● WHAT YOU ARE ASKED TO DO
Could each entry below be written out exactly, with every picture dropped?

● RECORD EXCERPTS
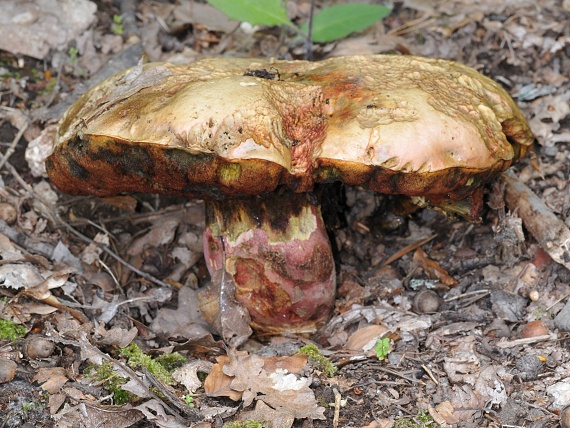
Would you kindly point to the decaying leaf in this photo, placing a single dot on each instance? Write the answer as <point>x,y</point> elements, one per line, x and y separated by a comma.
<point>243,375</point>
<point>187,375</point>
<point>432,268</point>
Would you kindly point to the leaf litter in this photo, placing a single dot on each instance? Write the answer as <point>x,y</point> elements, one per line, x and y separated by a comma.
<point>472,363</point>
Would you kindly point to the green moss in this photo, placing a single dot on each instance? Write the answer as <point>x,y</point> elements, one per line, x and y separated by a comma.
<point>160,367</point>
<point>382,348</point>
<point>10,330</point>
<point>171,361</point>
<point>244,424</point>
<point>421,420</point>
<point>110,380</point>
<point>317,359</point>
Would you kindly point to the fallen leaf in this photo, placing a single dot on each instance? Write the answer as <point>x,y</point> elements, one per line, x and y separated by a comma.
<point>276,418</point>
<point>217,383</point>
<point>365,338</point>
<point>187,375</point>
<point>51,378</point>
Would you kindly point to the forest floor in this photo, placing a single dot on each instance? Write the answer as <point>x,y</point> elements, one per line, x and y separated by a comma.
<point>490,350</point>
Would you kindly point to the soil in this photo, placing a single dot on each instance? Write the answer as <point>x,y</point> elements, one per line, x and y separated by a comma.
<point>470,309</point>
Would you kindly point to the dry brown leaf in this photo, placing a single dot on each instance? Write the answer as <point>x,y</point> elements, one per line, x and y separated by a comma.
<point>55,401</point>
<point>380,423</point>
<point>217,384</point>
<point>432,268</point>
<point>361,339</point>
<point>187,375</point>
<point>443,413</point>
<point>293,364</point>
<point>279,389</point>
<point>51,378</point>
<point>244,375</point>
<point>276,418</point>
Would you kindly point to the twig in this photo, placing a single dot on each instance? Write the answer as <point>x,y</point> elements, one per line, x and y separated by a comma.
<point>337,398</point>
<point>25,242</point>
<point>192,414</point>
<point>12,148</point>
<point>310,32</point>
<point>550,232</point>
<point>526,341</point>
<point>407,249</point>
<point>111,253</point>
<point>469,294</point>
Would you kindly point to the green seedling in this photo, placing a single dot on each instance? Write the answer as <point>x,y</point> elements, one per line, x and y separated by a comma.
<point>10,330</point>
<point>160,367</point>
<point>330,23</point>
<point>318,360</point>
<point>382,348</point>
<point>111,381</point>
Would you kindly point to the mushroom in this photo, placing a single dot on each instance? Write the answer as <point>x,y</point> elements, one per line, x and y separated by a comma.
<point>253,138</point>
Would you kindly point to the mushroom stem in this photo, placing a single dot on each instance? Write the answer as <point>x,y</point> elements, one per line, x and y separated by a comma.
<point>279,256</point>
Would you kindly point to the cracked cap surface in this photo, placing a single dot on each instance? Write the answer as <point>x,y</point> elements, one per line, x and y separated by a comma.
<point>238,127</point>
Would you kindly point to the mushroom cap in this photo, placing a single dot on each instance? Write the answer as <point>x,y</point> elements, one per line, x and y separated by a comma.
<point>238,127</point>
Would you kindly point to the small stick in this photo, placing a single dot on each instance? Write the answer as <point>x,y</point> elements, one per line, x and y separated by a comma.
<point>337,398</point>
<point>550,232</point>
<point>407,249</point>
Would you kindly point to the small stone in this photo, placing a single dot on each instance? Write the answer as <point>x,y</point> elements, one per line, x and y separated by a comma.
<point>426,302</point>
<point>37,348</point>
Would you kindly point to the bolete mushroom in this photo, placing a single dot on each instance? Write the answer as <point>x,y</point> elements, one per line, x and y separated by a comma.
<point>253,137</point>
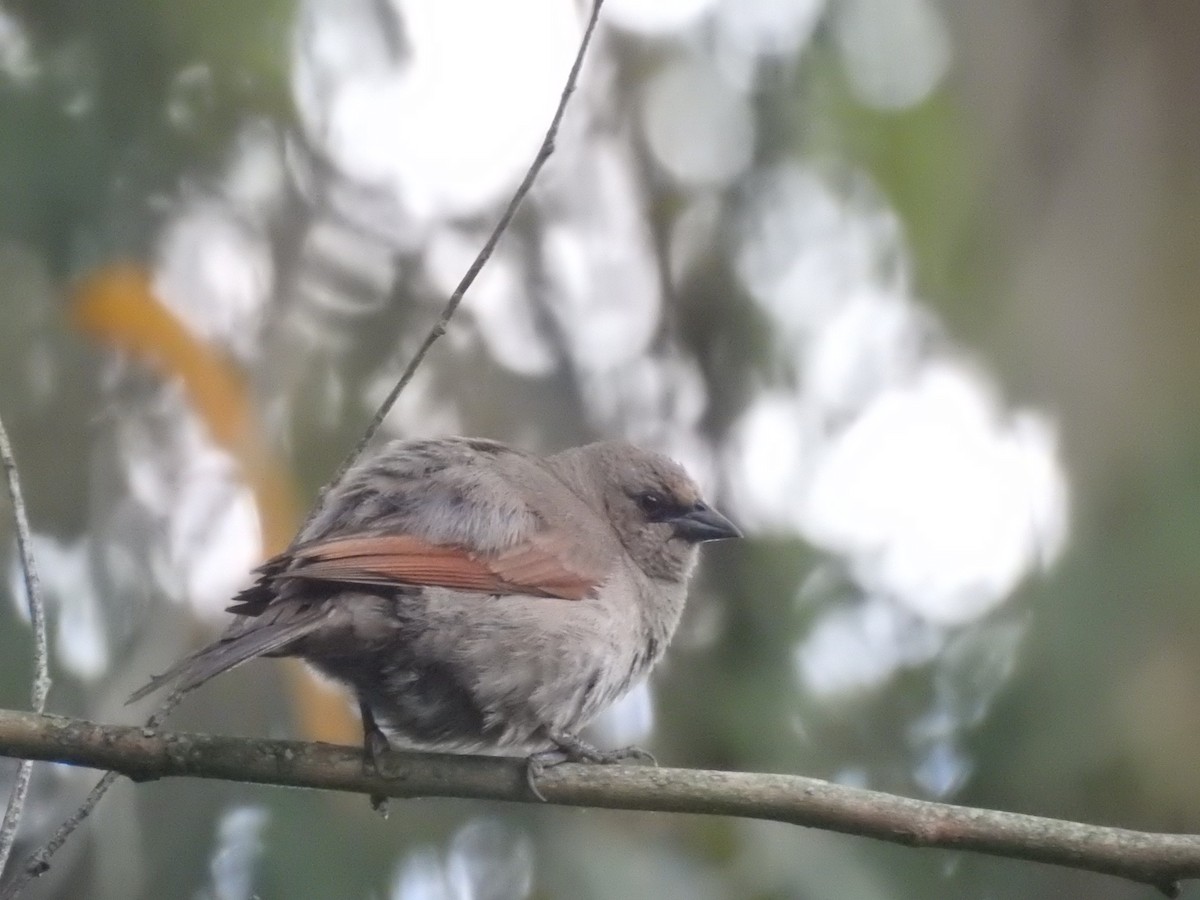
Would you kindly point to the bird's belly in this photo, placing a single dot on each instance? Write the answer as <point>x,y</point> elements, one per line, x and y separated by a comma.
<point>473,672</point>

● PROBLEM SOLUTION
Would you kindly point to the decaying leaf in this photo, placing a single dot on each instance? Write the answer as <point>x,y</point> elements, one per line, x and y separated by a comma.
<point>243,375</point>
<point>187,375</point>
<point>432,268</point>
Would you kindly point to the leaf litter in this photo, placing a single dot on each instance? Write the answer as <point>x,y</point> elements, one per line, x and y separated by a comma.
<point>472,363</point>
Would you kindly point to the green moss in this photo, placing a single dot on each instance? Write the answer as <point>x,y</point> elements, one per line, x and y separated by a comma.
<point>160,367</point>
<point>382,348</point>
<point>10,330</point>
<point>171,361</point>
<point>244,424</point>
<point>421,420</point>
<point>110,380</point>
<point>317,359</point>
Would you kindly point to the fallen leaf in this photo, placing a single dot on each instance? Write the answer as <point>x,y</point> elements, one per line, x and y separated by a comma.
<point>276,418</point>
<point>217,383</point>
<point>365,338</point>
<point>187,375</point>
<point>51,378</point>
Would you kindly point to the forest floor in this photo, placing a single dot on each instance? Write the answer as <point>x,y</point> elements, one per line, x and y separated by a comma.
<point>490,350</point>
Would you kindly point to the soil in this photo, placing a single dot on each instance? Write the answer as <point>x,y</point> elements, one per line, x and y separated by a comma.
<point>470,309</point>
Would you kindly point to the dry brown leaf in this photo, placing a single dot on each instance? Write the answer as <point>x,y</point> elements, one per line, x and y separated by a comma.
<point>55,401</point>
<point>380,423</point>
<point>217,384</point>
<point>432,268</point>
<point>361,339</point>
<point>187,375</point>
<point>443,413</point>
<point>293,364</point>
<point>279,389</point>
<point>51,378</point>
<point>244,375</point>
<point>276,418</point>
Would you kindly point to the twig in this photo, placing a single dot on each instance? Write the answer as <point>x,y</point> elements, one per line, x and y separated by a comma.
<point>337,398</point>
<point>25,242</point>
<point>192,414</point>
<point>12,148</point>
<point>310,32</point>
<point>550,232</point>
<point>526,341</point>
<point>407,249</point>
<point>111,253</point>
<point>469,294</point>
Would you kindly point to the green seedling in this photo, placing a single dot on each instance? Write the answer as <point>x,y</point> elements, one per line, x and y separated by a comma.
<point>10,330</point>
<point>160,367</point>
<point>330,23</point>
<point>318,360</point>
<point>382,348</point>
<point>111,381</point>
Would you kindly point to the mushroom in this photo, placing a single dot on each instance? Write the answer as <point>x,y</point> elements, one per line, x and y separated by a comma.
<point>253,138</point>
Would you kindly point to the mushroom stem in this photo, placing a single dot on each instance? Write the answer as <point>x,y</point> elements, one per line, x and y separated by a comma.
<point>279,256</point>
Would you kindly point to the cracked cap surface in this photo, placing a single dot on each instance? Write the answer as <point>x,y</point> elements, one per line, x and y separated by a comma.
<point>238,127</point>
Would you kindly point to the mushroom cap in this photo, placing a single dot on each instance? Write the answer as <point>x,y</point> elements, one per line, x and y separated by a comma.
<point>238,127</point>
Would you kindly point to the small stick in this photo, placing a single dot on each instance? Write the answer as <point>x,y</point> elements, one per line, x and y separated by a comma.
<point>337,398</point>
<point>550,232</point>
<point>407,249</point>
Would you kindly point to the small stone in this photo, placing a single dot on each instance? Write the answer as <point>x,y</point> elements, one per line, x and y separated by a comma.
<point>426,302</point>
<point>37,348</point>
Would you kindly point to the bolete mushroom in this photo, placing a single dot on each instance? Write the answer as <point>x,y</point> elements, one per line, x and y separated by a comma.
<point>253,137</point>
Would you kindly point to the bird's belly in this photo, placing a single dot on each instance? Write the answer as <point>x,y</point> elements, one per line, x and y separated by a comma.
<point>473,672</point>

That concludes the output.